■ **Task directions**
Word for word, copy out the records given below.

[Saved entries]
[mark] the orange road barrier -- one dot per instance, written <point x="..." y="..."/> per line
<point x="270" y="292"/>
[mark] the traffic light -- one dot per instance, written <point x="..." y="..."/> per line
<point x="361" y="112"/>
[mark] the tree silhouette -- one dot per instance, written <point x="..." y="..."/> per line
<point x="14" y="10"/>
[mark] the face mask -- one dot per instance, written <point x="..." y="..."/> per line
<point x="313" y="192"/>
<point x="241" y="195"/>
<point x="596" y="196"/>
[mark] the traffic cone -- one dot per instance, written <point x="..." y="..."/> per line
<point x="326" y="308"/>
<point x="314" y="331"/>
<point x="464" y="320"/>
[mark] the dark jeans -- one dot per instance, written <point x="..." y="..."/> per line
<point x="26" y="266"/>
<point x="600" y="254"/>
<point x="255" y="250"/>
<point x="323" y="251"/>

■ **Output for this task**
[mark] the orange road barrier -- one dot per instance, written <point x="..." y="..."/> per line
<point x="270" y="292"/>
[mark] the traffic light -- one dot per instance, written <point x="..." y="..."/> per line
<point x="361" y="112"/>
[mark] the tree silhouette -- one dot per instance, written <point x="..." y="..."/> per line
<point x="14" y="10"/>
[mark] the face mask -- one dot per instance, written <point x="..." y="..."/> per line
<point x="313" y="192"/>
<point x="241" y="195"/>
<point x="596" y="196"/>
[mark] the traffic cone -- one dot per instance, written <point x="..." y="..."/> per line
<point x="326" y="308"/>
<point x="314" y="331"/>
<point x="464" y="320"/>
[mark] the dark jeans -- one dot per instance, written <point x="..." y="..."/> per line
<point x="26" y="266"/>
<point x="600" y="254"/>
<point x="255" y="250"/>
<point x="323" y="251"/>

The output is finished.